Extracted text:

==============================

Text: Galatians 3:23-29
Date: 15 Jul 2018
This morning I’m returning to our studies in Galatians following a short break to cover other subjects. The short passage that I want us to look at today breaks down quite conveniently into two sections. The first part in 3:23-25 talks about life before faith; whilst the second part in 3:26-29 deals with life after faith. As we have already covered some of what I have to say regarding life before faith in a previous sermon, I’ll be fairly brief so that we can spend some time considering what Paul has to say about life after we come to faith.
Paul’s use of words and repetition always fascinates me and this passage is no different. In these seven verses he uses the word “faith” five times, the name “Christ” in various guises six times, and the word “all” three times. All these are significant.
The main gist of Galatians is the argument between the Law and faith in Christ and it is an argument that we have been taking a close look at. Paul had, as always, preached the gospel of Jesus Christ throughout the region of Galatia and as a result many Gentiles had come to faith in Christ. However, Paul’s good work was being undermined by the activities of “certain men from James” (2:12) who claimed that faith in Christ wasn’t enough; these new Gentile Christians also needed to be obedient to the Law and be circumcised. Needless to say this threw the Galatians into a great deal of confusion and made them question their newly found faith.

==============================

Records supplied:
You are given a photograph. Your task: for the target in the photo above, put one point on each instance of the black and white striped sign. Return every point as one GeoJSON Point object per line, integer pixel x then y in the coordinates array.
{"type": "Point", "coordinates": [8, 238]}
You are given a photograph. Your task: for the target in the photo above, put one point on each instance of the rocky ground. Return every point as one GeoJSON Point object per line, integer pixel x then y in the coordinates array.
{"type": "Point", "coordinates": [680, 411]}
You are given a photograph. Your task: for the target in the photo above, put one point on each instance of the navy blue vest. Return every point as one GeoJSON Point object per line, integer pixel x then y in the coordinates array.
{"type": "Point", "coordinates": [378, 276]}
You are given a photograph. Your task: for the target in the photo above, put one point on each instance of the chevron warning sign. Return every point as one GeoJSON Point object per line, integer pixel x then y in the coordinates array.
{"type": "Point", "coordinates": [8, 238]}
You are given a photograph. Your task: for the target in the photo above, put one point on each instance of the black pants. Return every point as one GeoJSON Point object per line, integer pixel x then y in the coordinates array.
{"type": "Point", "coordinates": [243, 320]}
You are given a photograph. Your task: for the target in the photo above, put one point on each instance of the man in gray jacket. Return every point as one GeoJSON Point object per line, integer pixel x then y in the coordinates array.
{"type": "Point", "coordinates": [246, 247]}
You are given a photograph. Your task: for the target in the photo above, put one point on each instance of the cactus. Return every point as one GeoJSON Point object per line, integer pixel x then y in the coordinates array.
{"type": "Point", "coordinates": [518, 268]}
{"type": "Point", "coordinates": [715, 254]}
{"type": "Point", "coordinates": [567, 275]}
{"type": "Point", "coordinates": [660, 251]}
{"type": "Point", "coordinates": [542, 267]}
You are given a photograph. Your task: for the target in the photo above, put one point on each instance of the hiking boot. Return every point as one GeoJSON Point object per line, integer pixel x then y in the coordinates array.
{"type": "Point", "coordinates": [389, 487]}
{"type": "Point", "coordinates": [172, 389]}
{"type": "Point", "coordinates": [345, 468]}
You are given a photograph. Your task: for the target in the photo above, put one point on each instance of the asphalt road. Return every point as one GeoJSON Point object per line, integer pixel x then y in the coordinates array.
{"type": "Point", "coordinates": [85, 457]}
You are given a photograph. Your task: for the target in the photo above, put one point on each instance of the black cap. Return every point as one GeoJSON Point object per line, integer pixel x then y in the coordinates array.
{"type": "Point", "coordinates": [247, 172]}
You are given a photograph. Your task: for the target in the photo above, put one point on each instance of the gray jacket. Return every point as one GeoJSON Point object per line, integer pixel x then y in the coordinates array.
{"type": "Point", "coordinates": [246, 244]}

==============================

Work instructions:
(1) Reproduce the sermon on Galatians in full, word for word.
(2) Gather every line of the records that contains the string "jacket", treating uppercase and lowercase as different.
The sermon on Galatians and the records have nothing to do with each other.

Outputs for the tasks:
(1)
Text: Galatians 3:23-29
Date: 15 Jul 2018
This morning I’m returning to our studies in Galatians following a short break to cover other subjects. The short passage that I want us to look at today breaks down quite conveniently into two sections. The first part in 3:23-25 talks about life before faith; whilst the second part in 3:26-29 deals with life after faith. As we have already covered some of what I have to say regarding life before faith in a previous sermon, I’ll be fairly brief so that we can spend some time considering what Paul has to say about life after we come to faith.
Paul’s use of words and repetition always fascinates me and this passage is no different. In these seven verses he uses the word “faith” five times, the name “Christ” in various guises six times, and the word “all” three times. All these are significant.
The main gist of Galatians is the argument between the Law and faith in Christ and it is an argument that we have been taking a close look at. Paul had, as always, preached the gospel of Jesus Christ throughout the region of Galatia and as a result many Gentiles had come to faith in Christ. However, Paul’s good work was being undermined by the activities of “certain men from James” (2:12) who claimed that faith in Christ wasn’t enough; these new Gentile Christians also needed to be obedient to the Law and be circumcised. Needless to say this threw the Galatians into a great deal of confusion and made them question their newly found faith.

(2)
You are given a photograph. Your task: for the target in the photo above, put one point on each instance of the man in gray jacket. Return every point as one GeoJSON Point object per line, integer pixel x then y in the coordinates array.
You are given a photograph. Your task: for the target in the photo above, put one point on each instance of the gray jacket. Return every point as one GeoJSON Point object per line, integer pixel x then y in the coordinates array.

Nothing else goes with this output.